(WHAT YOU ARE ASKED TO DO)
Retype the data from its start through the line containing "positive clicks: (207, 143)", leaving out the pictures.

(THE DATA)
Start of Block
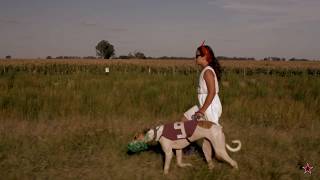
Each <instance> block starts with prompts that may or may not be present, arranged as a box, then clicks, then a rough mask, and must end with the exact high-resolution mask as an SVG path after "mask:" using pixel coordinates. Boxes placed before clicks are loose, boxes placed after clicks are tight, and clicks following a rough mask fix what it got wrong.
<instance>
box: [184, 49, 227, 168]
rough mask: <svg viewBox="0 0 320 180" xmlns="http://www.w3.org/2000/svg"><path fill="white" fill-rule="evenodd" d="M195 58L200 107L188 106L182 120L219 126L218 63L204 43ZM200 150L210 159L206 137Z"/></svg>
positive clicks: (207, 143)
mask: <svg viewBox="0 0 320 180" xmlns="http://www.w3.org/2000/svg"><path fill="white" fill-rule="evenodd" d="M195 60H196V63H197V64H198V65H200V66H201V69H202V71H201V73H200V77H199V85H198V89H197V91H198V101H199V105H200V106H199V107H200V108H199V107H198V106H197V105H195V106H193V107H192V108H190V109H189V110H188V111H186V112H185V113H184V117H183V118H182V121H187V120H194V119H205V120H207V121H211V122H213V123H214V124H216V125H218V126H220V124H219V118H220V116H221V113H222V106H221V102H220V98H219V95H218V93H219V84H218V81H219V80H220V78H221V67H220V64H219V62H218V60H217V58H216V57H215V56H214V53H213V51H212V49H211V48H210V47H209V46H207V45H204V43H202V45H201V46H200V47H198V48H197V51H196V59H195ZM193 149H194V148H193ZM202 150H203V151H204V152H205V153H204V154H205V156H206V159H207V160H209V159H211V157H212V148H211V144H210V142H209V141H208V140H206V139H205V140H204V141H203V143H202ZM190 151H191V152H192V151H194V150H192V147H191V149H189V150H187V151H186V153H187V154H190V153H191V152H190ZM212 166H213V165H212Z"/></svg>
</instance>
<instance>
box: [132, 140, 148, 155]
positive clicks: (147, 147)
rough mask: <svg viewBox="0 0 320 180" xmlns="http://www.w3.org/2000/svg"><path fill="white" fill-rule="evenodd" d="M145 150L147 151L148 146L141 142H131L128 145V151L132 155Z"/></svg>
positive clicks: (146, 143)
mask: <svg viewBox="0 0 320 180" xmlns="http://www.w3.org/2000/svg"><path fill="white" fill-rule="evenodd" d="M146 149H148V145H147V143H145V142H143V141H131V142H130V143H129V144H128V150H129V151H131V152H133V153H136V152H140V151H144V150H146Z"/></svg>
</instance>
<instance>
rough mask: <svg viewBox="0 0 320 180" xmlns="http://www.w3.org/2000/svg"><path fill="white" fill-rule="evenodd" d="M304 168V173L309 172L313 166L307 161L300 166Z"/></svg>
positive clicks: (308, 172)
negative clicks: (302, 165) (302, 166)
mask: <svg viewBox="0 0 320 180" xmlns="http://www.w3.org/2000/svg"><path fill="white" fill-rule="evenodd" d="M302 168H303V169H304V174H306V173H309V174H311V173H312V172H311V170H312V169H313V167H312V166H311V165H309V163H307V164H306V165H305V166H303V167H302Z"/></svg>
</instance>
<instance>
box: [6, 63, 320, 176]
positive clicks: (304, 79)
mask: <svg viewBox="0 0 320 180" xmlns="http://www.w3.org/2000/svg"><path fill="white" fill-rule="evenodd" d="M221 64H222V66H223V68H224V74H223V77H222V80H221V82H220V94H219V95H220V98H221V101H222V106H223V113H222V117H221V119H220V122H221V124H222V126H223V128H224V132H225V134H226V140H227V142H228V143H229V144H230V142H231V140H232V139H240V140H241V142H242V145H243V146H242V150H241V151H239V152H237V153H231V152H230V153H229V154H230V156H231V157H232V158H233V159H234V160H236V161H237V162H238V164H239V171H235V170H233V169H231V167H230V166H229V165H228V164H226V163H224V162H219V161H217V160H214V164H215V169H214V170H212V171H209V170H208V168H207V164H206V163H205V160H204V157H203V155H202V153H201V152H197V153H195V154H192V155H189V156H184V161H186V162H190V163H192V164H193V167H192V168H183V169H181V168H178V167H177V165H176V161H175V159H174V160H173V161H172V163H171V169H170V172H169V175H167V176H163V174H162V172H163V171H162V167H163V155H162V154H161V150H160V149H159V147H158V146H157V145H154V146H153V148H152V149H151V150H149V151H146V152H142V153H140V154H135V155H128V154H127V149H126V147H127V143H128V142H129V141H131V139H132V137H133V135H134V134H135V133H136V132H139V131H140V130H141V129H142V128H146V127H154V126H155V125H159V124H163V123H167V122H174V121H177V120H179V119H180V117H181V116H182V114H183V112H184V111H185V110H187V109H188V108H189V107H191V106H192V105H194V104H195V103H197V99H196V86H197V78H198V73H199V69H198V68H197V67H196V66H195V65H194V64H193V62H192V61H182V60H180V61H159V60H158V61H157V60H154V61H138V60H135V61H124V60H113V61H101V60H92V61H84V60H77V61H65V60H46V61H45V60H33V61H30V60H2V61H0V177H1V179H2V178H3V179H318V178H319V177H320V170H319V168H320V164H319V162H320V133H319V132H320V76H319V74H320V73H319V72H320V63H318V62H254V61H251V62H245V61H243V62H241V61H221ZM106 66H108V67H110V73H109V74H106V73H105V72H104V68H105V67H106ZM307 162H308V163H309V164H311V165H312V166H313V167H314V168H313V172H312V174H311V175H309V174H304V170H303V169H301V166H303V165H305V164H306V163H307Z"/></svg>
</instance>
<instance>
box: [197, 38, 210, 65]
mask: <svg viewBox="0 0 320 180" xmlns="http://www.w3.org/2000/svg"><path fill="white" fill-rule="evenodd" d="M205 41H206V40H203V41H202V43H201V46H200V47H201V51H202V52H203V54H204V55H205V56H206V57H207V58H206V60H207V61H208V62H209V63H210V62H211V61H212V57H211V54H210V52H209V49H208V48H207V47H206V46H204V42H205Z"/></svg>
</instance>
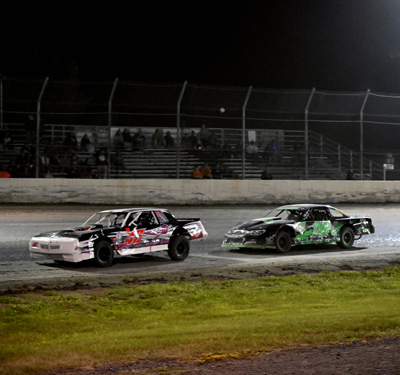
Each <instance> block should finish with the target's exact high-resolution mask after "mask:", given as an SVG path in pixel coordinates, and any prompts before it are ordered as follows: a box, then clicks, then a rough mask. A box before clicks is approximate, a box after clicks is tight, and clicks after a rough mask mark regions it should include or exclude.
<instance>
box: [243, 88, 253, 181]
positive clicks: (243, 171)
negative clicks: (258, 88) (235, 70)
mask: <svg viewBox="0 0 400 375" xmlns="http://www.w3.org/2000/svg"><path fill="white" fill-rule="evenodd" d="M252 89H253V86H250V87H249V89H248V90H247V95H246V98H245V100H244V103H243V107H242V180H244V179H245V178H246V176H245V173H246V107H247V102H248V101H249V98H250V94H251V90H252Z"/></svg>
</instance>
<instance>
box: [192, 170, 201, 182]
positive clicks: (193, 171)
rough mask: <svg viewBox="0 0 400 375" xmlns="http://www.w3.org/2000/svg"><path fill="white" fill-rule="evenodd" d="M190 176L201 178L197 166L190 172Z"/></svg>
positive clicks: (195, 178) (198, 170)
mask: <svg viewBox="0 0 400 375" xmlns="http://www.w3.org/2000/svg"><path fill="white" fill-rule="evenodd" d="M192 178H194V179H200V178H203V175H202V174H201V172H200V168H199V167H195V168H194V170H193V172H192Z"/></svg>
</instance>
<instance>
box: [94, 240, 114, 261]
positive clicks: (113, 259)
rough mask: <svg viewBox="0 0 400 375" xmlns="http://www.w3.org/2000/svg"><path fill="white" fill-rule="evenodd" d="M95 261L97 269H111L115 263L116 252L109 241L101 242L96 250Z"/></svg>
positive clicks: (94, 253)
mask: <svg viewBox="0 0 400 375" xmlns="http://www.w3.org/2000/svg"><path fill="white" fill-rule="evenodd" d="M94 261H95V263H96V266H97V267H110V266H111V265H112V264H113V261H114V250H113V249H112V247H111V245H110V244H109V243H108V242H107V241H100V242H98V243H97V244H96V246H95V248H94Z"/></svg>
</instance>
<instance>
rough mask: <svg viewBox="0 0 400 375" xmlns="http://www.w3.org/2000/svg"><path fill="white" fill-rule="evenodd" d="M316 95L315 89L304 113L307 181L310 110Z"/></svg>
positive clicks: (305, 163) (310, 97)
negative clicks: (308, 119) (314, 95)
mask: <svg viewBox="0 0 400 375" xmlns="http://www.w3.org/2000/svg"><path fill="white" fill-rule="evenodd" d="M314 93H315V87H313V89H312V90H311V94H310V97H309V98H308V101H307V105H306V109H305V111H304V127H305V129H304V146H305V155H306V160H305V167H306V180H308V109H309V107H310V104H311V100H312V98H313V96H314Z"/></svg>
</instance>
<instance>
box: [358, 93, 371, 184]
mask: <svg viewBox="0 0 400 375" xmlns="http://www.w3.org/2000/svg"><path fill="white" fill-rule="evenodd" d="M369 91H370V90H369V89H368V90H367V93H366V94H365V98H364V102H363V104H362V106H361V110H360V180H362V179H363V174H364V165H363V164H364V123H363V121H364V108H365V104H367V100H368V95H369Z"/></svg>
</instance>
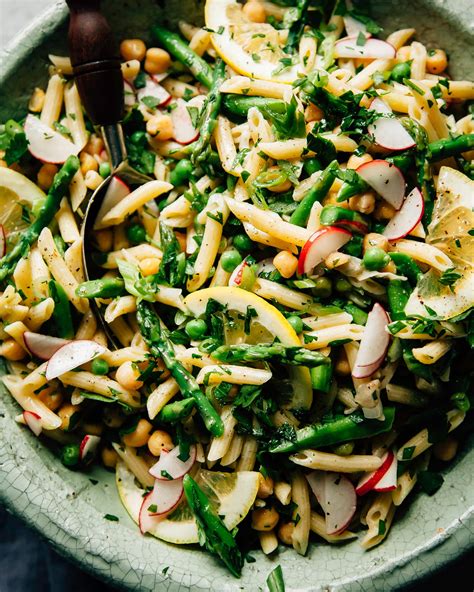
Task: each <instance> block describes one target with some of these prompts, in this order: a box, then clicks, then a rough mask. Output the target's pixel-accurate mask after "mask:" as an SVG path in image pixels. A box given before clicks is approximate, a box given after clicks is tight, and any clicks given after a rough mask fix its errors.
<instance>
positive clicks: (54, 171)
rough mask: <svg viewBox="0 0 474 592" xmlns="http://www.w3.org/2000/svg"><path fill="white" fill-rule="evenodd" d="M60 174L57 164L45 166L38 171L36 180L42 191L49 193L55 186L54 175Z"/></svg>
End of Block
(ANSWER TO THE PROBLEM)
Each <instance> block starts with prompts that may or may not be present, arranged as a box, then clicks, then a rough mask, and must end with the exact high-resolution mask as an SVG path after "mask:" using pixel coordinates. Boxes placed before clicks are loose, boxes placed after clicks are tight, and clicks following a rough mask fix what it got wrong.
<instance>
box: [184, 49, 227, 168]
rough mask: <svg viewBox="0 0 320 180" xmlns="http://www.w3.org/2000/svg"><path fill="white" fill-rule="evenodd" d="M195 58L200 107L188 106L182 120L219 126L218 63L204 43ZM200 150L210 159L206 137Z"/></svg>
positive clicks: (207, 143)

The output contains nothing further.